* [WHAT IS REQUIRED]: Give back a single number: the count of lines in the data that contain the string "vegetation".
----- DATASET RECORDS
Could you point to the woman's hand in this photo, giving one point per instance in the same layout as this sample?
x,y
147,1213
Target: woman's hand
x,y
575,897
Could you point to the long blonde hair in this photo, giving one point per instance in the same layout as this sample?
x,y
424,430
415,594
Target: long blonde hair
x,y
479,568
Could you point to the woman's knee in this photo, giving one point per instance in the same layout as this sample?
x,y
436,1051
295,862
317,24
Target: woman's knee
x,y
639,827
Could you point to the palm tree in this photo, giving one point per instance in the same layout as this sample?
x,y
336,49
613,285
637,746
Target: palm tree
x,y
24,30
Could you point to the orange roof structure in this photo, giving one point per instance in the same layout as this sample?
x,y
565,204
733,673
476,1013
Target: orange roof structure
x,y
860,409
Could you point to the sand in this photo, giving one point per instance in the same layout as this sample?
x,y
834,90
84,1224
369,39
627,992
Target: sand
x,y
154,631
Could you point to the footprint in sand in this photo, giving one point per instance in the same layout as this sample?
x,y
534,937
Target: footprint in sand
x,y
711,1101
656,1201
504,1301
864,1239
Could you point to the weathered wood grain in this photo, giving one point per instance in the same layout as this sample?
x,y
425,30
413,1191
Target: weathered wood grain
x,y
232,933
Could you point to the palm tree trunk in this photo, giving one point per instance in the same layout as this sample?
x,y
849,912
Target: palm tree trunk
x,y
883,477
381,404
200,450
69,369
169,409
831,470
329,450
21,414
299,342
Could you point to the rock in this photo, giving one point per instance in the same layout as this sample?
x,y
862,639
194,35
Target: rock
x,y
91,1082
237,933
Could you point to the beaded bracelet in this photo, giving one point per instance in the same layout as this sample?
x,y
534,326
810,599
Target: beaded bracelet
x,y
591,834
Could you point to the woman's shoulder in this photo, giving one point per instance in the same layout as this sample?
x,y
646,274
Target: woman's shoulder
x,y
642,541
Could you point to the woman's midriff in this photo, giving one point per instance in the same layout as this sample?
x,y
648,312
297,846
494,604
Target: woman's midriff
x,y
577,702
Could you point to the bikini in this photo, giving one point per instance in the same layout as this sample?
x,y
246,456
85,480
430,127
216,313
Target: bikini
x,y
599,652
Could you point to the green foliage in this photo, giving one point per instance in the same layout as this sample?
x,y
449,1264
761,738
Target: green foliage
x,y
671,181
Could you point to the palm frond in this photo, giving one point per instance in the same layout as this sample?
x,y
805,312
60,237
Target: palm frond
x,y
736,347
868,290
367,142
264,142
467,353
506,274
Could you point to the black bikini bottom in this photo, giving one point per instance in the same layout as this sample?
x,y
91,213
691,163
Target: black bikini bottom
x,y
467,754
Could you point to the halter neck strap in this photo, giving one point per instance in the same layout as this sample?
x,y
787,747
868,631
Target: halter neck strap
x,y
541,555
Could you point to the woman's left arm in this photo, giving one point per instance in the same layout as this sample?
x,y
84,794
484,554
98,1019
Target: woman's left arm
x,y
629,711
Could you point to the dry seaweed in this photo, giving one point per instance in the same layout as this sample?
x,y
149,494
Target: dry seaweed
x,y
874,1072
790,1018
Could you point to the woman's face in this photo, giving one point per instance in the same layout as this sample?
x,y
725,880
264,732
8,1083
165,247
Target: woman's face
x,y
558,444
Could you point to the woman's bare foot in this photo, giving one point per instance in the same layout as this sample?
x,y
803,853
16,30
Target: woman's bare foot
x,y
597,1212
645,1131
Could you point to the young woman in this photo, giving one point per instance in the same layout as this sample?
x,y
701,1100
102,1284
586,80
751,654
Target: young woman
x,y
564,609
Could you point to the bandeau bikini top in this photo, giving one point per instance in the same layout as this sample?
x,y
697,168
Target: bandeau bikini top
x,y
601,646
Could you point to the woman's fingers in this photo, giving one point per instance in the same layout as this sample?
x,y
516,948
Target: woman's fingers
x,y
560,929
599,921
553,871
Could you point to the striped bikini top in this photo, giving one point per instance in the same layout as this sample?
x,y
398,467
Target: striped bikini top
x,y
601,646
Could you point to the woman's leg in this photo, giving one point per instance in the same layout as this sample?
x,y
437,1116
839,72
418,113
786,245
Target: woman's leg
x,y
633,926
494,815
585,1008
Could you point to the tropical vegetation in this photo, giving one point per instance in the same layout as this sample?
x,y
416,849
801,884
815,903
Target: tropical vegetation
----------
* [ANSWER TO THIS EXERCISE]: 2